Hmm. That's a tricky one to review on it's own... I'd say that: I've always been fascinated by the Sorcery! series. I think it's a formidable piece of work, full of imagination, a unique and interesting world. I'll also say: I pity anyone who plays that book with no intention of doing the rest of the series. Shamutanti is clearly the beginning of a grand adventure, the setting. In itself, the book is so-so, rather easy most of the time with a not so satisfying conclusion. It is so much better as an overture to this grand world that the Sorcery! series present. It's a bit like watching the first part of The Fellowship of the Rings; it's interesting, sometimes exciting, but if you stop just at the moment Frodo and co. reach Rivendell, you really are missing the best parts. I would also say that I pity anyone who plays the books out of order, intentionally anyway, as the immersion in the story must certainly suffer from such a treatment.
So, Les collines maléfiques, as it is named in French (meaning something like: The Evil Hills...) was one of my first book. I remember (or think I do) reading Kharé first from a friend, or something to that effect, then going to buy the first book (then later Kharé). I remember buying The Seven Serpents only much later and concluding my collection with a used copy of Crown of Kings.
But back to Shamutanti. I must say, I love John Blanche. I know it's a kind of hate it/love it relationship between Blanche and the FF fans, but I love his work. I do not think that all his illustrations are awesome, some are weird or uninpressive. But I admire his work all the same, his unique signature, the texture of his drawings, the use of deep contrast. His original wraparound illustration of the Manticore for the cover is amazing. In comparison with the new cover, which I don't dislike, it is so much more representative of the Sorcery! world. What makes it so is not so much the Manticore itself but the hills and the woods around, the way it makes you feel the world you are about to enter in a nearly tangible fashion. That's power right there. While the new Manticore on the Wizard cover is plenty gruesome, really truly horrible, it does not represent well the spirit of the book. I still like it, cause I'm an horror fan too after all, so it's pleasing to my senses, but objectively, the old cover by John Blanche was just spot on.

RAW DATA
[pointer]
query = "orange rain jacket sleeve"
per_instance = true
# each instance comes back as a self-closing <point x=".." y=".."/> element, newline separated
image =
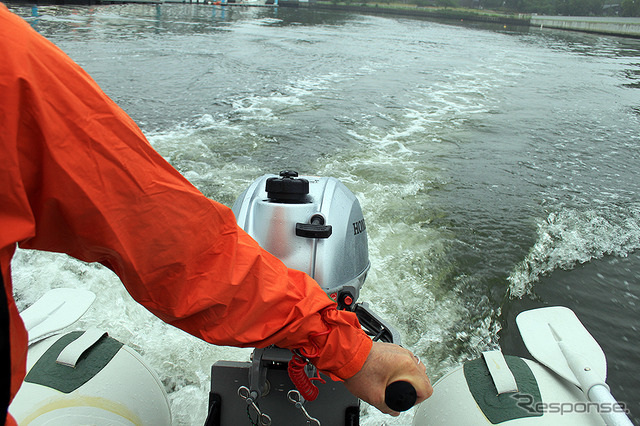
<point x="78" y="176"/>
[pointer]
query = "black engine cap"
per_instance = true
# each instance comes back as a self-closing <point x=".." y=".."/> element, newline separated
<point x="287" y="188"/>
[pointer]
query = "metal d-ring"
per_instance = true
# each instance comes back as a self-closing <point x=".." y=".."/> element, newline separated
<point x="297" y="399"/>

TASK SET
[1] Quote the Shamutanti review word for word, everything from "So, Les collines" down to "Crown of Kings.".
[2] According to the Shamutanti review, what is the book called in French?
[3] Please carry on the Shamutanti review from its last sentence.
The data plays no part in what you are asked to do here.

RESPONSES FOR EACH TASK
[1]
So, Les collines maléfiques, as it is named in French (meaning something like: The Evil Hills...) was one of my first book. I remember (or think I do) reading Kharé first from a friend, or something to that effect, then going to buy the first book (then later Kharé). I remember buying The Seven Serpents only much later and concluding my collection with a used copy of Crown of Kings.

[2] Les collines maléfiques

[3]
Fun fact: in my French edition, all the illustrations inside are inverted. They are also darker, so that in some, like the Sightmaster at the very beginning, the hills behind him are clearly defined. The drawback is that other pictures seems too dark, losing informations in the process. I have no idea how the illustrations were originally intended, though...
The story itself can be compared as a pleasant stroll through the hills, slowly absorbing the details of this new world, of this Kakhabad universe. It's not too hard, except at some point, mostly the end where the difficulty ramps up. It's also varied enough, with a multitude of choices, that going through the book more than once is still a pleasant experience, offering plenty of sights unseen. It also means, because of that, that it can be considered rather short, which is the drawback of multiple choices. Some like it, some don't. I don't mind.
I would say to any beginners: Enjoy the ride, absorb the atmosphere and takes lots of notes; as soon as you reach book 2, the difficulty goes up and never goes down. In any case, I always find Shamutanti Hills to be an exciting book to play, if for no other reasons that I always wonder what it is that I'm going to pick this time around that could possibly save my ass in book 2, 3 or 4! Cause you never know!
The main difference is that they're effectively one massive adventure spread across four books. You can carry the same character (and all equipment) across from one book to the next - indeed, there are all sorts of bonuses in books 2-4 that are only available if you acquired the right item/information in an earlier book.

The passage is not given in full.